• [WRITTEN TASK 1]: Find each line in the records that contains the word "shirt" and copy those lines out.

Shipping live crab from Alaska: a risky business with logistical challenges.

AuthorSwagel, Will
PositionSPECIAL SECTION: Natural Resources

Homemade sandwich signs stating "Live Crab for Sale" and directing those interested to a certain docked fishing boat are a common sight in communities on the Gulf of Alaska. Indeed, in communities all the way down the West Coast to San Francisco Bay and even farther south, live crab is sold at the docks. During the season, lucky coastal residents can easily buy the freshest crab possible.

Inland residents have a tougher time. Some retail stores and restaurants have salt water-filled tanks that can keep the crab alive for days, but most don't. Even kept moist and at low temperatures, only the very strongest crab can survive twenty-four hours out of water. A less robust crab might last fourteen hours or even less.

• [PROVIDED ENTRIES]:
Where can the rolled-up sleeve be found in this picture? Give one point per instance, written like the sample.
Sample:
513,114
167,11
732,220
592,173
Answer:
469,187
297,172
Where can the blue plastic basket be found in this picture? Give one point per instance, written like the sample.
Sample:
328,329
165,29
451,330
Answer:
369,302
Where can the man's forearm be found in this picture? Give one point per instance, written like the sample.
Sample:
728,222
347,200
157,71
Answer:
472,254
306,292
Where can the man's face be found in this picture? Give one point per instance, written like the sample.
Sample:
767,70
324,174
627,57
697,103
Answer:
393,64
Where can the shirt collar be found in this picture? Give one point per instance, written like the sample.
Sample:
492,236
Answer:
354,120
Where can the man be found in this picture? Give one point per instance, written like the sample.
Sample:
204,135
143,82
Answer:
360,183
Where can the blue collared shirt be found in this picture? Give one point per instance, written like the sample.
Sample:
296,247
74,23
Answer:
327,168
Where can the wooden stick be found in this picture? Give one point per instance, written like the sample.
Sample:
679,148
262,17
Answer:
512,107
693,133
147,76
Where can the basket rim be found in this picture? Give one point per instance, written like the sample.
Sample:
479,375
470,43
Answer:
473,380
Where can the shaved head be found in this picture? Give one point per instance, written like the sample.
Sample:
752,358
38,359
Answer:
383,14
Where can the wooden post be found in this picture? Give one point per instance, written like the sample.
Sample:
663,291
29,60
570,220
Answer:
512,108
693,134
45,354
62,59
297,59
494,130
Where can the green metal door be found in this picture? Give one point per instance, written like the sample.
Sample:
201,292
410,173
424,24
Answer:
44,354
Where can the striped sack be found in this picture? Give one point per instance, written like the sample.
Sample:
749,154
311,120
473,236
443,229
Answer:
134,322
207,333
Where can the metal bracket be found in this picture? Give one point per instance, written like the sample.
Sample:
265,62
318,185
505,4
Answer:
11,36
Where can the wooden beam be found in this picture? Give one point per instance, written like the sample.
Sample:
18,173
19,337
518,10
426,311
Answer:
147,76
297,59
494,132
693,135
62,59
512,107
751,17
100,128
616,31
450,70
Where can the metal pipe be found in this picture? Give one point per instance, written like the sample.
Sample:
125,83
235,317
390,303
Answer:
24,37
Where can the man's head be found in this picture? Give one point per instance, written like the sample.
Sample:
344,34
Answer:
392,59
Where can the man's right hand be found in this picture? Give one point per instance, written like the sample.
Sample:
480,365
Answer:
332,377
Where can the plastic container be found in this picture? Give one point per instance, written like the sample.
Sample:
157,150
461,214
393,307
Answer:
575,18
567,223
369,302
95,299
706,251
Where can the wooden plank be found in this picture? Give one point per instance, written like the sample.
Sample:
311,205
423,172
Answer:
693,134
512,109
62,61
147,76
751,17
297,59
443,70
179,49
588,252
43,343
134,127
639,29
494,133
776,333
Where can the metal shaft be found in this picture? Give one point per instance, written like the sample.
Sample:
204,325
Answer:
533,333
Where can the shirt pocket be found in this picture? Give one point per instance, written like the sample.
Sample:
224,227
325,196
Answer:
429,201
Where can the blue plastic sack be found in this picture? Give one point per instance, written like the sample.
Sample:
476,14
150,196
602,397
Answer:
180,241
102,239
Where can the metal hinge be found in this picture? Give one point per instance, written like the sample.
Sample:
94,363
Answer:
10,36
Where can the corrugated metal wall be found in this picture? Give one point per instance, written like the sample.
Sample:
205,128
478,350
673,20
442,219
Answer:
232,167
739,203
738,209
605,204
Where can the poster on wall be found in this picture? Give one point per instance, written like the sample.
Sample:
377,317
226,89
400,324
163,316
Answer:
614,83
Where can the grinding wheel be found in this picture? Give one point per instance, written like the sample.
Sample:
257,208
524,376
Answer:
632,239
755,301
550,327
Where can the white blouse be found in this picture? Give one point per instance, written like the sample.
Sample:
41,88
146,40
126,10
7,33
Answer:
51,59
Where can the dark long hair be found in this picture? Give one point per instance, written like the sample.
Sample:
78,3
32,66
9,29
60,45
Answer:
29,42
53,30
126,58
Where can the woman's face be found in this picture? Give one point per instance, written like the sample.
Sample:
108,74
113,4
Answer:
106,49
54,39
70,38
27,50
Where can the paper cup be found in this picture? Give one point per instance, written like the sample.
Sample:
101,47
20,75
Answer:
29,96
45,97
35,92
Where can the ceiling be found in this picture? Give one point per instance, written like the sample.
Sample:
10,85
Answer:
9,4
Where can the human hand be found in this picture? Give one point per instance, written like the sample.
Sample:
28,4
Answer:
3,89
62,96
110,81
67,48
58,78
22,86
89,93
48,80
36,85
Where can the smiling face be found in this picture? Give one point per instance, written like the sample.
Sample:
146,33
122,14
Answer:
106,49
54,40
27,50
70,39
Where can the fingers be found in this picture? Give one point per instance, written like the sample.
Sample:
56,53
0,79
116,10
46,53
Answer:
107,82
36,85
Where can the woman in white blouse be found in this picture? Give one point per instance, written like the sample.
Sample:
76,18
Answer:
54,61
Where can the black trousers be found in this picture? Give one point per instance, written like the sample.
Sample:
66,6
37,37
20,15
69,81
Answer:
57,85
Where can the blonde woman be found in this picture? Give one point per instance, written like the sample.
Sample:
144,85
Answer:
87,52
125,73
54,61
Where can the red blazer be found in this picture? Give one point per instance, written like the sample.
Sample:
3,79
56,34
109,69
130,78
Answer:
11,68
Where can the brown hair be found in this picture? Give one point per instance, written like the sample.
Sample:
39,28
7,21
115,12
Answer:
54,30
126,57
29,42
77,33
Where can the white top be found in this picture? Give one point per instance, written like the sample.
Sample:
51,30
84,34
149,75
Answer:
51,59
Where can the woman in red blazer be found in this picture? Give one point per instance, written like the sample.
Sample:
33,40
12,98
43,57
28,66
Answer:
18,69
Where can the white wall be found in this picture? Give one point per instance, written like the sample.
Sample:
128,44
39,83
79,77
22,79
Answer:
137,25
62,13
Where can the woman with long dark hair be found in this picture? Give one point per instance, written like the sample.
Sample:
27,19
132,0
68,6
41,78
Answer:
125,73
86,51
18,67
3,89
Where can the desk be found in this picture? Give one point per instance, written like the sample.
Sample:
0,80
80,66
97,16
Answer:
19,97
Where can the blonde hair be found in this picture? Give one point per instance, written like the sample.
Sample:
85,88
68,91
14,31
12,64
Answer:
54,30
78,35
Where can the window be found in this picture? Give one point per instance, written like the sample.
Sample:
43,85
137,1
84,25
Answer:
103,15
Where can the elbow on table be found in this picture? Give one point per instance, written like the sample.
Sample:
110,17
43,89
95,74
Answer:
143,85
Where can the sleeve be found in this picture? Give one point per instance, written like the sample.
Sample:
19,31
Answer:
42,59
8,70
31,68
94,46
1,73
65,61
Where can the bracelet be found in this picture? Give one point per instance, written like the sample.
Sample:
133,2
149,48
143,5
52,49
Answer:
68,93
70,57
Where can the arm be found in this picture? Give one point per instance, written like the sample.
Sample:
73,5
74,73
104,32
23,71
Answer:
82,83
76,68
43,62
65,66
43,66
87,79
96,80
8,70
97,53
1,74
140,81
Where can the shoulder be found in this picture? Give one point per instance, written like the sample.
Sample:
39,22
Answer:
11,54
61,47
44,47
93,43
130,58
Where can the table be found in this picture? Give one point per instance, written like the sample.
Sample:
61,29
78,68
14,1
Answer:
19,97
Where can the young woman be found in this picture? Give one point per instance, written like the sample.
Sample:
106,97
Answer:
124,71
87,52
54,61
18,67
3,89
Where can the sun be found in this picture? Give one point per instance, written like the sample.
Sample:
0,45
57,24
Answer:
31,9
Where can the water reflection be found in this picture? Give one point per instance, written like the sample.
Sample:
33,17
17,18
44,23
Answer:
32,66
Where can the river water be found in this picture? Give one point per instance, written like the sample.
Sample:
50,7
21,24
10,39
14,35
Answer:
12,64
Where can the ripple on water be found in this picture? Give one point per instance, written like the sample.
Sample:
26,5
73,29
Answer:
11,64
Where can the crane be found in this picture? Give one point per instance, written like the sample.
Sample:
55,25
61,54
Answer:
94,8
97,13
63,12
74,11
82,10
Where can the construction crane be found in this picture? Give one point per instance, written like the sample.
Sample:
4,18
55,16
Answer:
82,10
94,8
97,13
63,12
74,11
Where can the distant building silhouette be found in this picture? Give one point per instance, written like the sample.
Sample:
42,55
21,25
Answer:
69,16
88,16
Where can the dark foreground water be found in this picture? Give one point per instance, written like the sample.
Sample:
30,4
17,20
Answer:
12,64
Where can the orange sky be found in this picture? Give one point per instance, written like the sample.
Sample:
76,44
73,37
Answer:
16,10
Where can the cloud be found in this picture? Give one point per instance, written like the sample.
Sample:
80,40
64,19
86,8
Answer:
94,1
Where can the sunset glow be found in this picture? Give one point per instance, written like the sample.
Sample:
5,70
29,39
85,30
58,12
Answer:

• [WRITTEN TASK 2]: In the crab-shipping article, rewrite the stretch from "Homemade sandwich signs" through "freshest crab possible.", putting "Hand-painted" in place of "Homemade".

• [FULL SOLUTION 1]:
Where can the shirt collar be found in this picture? Give one point per instance, written like the sample.
Where can the blue collared shirt be found in this picture? Give one point per instance, written like the sample.
Where can the shirt pocket be found in this picture? Give one point per instance, written like the sample.

• [FULL SOLUTION 2]:
Hand-painted sandwich signs stating "Live Crab for Sale" and directing those interested to a certain docked fishing boat are a common sight in communities on the Gulf of Alaska. Indeed, in communities all the way down the West Coast to San Francisco Bay and even farther south, live crab is sold at the docks. During the season, lucky coastal residents can easily buy the freshest crab possible.